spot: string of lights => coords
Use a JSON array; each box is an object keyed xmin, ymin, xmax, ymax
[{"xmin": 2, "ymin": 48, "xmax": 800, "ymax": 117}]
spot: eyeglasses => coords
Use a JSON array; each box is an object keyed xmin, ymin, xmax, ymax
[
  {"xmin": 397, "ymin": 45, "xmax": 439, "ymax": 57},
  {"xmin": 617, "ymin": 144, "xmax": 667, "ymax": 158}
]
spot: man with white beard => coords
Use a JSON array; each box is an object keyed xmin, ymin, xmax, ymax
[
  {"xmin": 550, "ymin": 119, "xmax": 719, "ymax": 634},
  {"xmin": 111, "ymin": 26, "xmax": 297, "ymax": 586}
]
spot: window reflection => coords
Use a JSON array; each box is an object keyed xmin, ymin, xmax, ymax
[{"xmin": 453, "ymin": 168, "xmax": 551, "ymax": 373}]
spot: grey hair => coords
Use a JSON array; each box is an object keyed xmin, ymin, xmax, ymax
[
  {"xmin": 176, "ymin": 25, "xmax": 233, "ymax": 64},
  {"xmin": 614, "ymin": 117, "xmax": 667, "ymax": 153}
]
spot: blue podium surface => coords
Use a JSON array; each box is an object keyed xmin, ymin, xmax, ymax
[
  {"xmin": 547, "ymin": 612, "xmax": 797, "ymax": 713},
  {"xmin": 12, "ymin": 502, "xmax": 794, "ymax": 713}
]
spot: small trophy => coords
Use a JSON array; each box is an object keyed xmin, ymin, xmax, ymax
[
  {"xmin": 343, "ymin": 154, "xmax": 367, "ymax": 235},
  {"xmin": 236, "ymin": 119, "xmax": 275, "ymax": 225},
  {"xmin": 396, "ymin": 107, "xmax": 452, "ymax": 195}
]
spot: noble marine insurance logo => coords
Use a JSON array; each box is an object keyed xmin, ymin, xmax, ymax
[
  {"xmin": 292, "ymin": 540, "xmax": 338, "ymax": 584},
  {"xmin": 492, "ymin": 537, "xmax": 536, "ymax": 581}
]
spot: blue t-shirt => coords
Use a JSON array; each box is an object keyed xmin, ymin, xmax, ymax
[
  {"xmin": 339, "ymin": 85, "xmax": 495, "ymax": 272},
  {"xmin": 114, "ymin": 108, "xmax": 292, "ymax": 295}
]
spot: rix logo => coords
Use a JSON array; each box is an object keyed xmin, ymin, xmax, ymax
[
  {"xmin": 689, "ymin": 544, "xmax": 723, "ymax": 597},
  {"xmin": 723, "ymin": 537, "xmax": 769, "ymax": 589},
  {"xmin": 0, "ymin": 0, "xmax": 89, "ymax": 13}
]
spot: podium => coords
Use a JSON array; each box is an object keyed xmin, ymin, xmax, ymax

## What to work on
Can you rewrite all the records above with every "spot" changed to "locate" and nothing else altered?

## Solution below
locate: string of lights => coords
Use a JSON array; each box is an object keyed xmin, ymin, xmax, ymax
[{"xmin": 2, "ymin": 48, "xmax": 800, "ymax": 117}]
locate: eyeglasses => coords
Use a JSON array; each box is an object keyed xmin, ymin, xmax, ymax
[
  {"xmin": 397, "ymin": 45, "xmax": 439, "ymax": 57},
  {"xmin": 617, "ymin": 144, "xmax": 667, "ymax": 158}
]
locate: man with white beard => coords
Use a JSON array; each box is an object keyed xmin, ymin, xmax, ymax
[
  {"xmin": 550, "ymin": 119, "xmax": 719, "ymax": 634},
  {"xmin": 111, "ymin": 26, "xmax": 297, "ymax": 586}
]
locate: window reflection => coords
Use a JSON array; each box is an object keyed xmin, ymin, xmax, ymax
[{"xmin": 453, "ymin": 168, "xmax": 551, "ymax": 373}]
locate: grey hair => coords
Use a JSON array; each box is an object keyed xmin, ymin, xmax, ymax
[
  {"xmin": 176, "ymin": 25, "xmax": 233, "ymax": 64},
  {"xmin": 614, "ymin": 117, "xmax": 667, "ymax": 153}
]
locate: blue podium surface => coords
Use a JSON array; each box is an object keyed xmin, ymin, xmax, ymax
[
  {"xmin": 547, "ymin": 612, "xmax": 797, "ymax": 713},
  {"xmin": 12, "ymin": 502, "xmax": 794, "ymax": 713}
]
locate: small trophy => coords
Use a JSON array; each box is an object keyed xmin, ymin, xmax, ymax
[
  {"xmin": 343, "ymin": 154, "xmax": 367, "ymax": 235},
  {"xmin": 236, "ymin": 119, "xmax": 275, "ymax": 225},
  {"xmin": 396, "ymin": 107, "xmax": 452, "ymax": 195}
]
locate: noble marine insurance logo => coords
Use a JSON array; each box is an object keyed xmin, ymin, xmax, ymax
[
  {"xmin": 292, "ymin": 540, "xmax": 338, "ymax": 584},
  {"xmin": 492, "ymin": 537, "xmax": 536, "ymax": 581}
]
locate: blue t-shirt => coords
Use a JSON array; each box is an object keyed xmin, ymin, xmax, ymax
[
  {"xmin": 339, "ymin": 85, "xmax": 495, "ymax": 272},
  {"xmin": 114, "ymin": 108, "xmax": 292, "ymax": 295}
]
locate: rix logo => coords
Use a JSON array; each box is an object keyed xmin, ymin, xmax, ymax
[
  {"xmin": 689, "ymin": 544, "xmax": 723, "ymax": 597},
  {"xmin": 723, "ymin": 537, "xmax": 769, "ymax": 589},
  {"xmin": 0, "ymin": 0, "xmax": 89, "ymax": 13}
]
locate: podium => coords
Use a JSON array; each box is an object keyed xmin, ymin, xmax, ymax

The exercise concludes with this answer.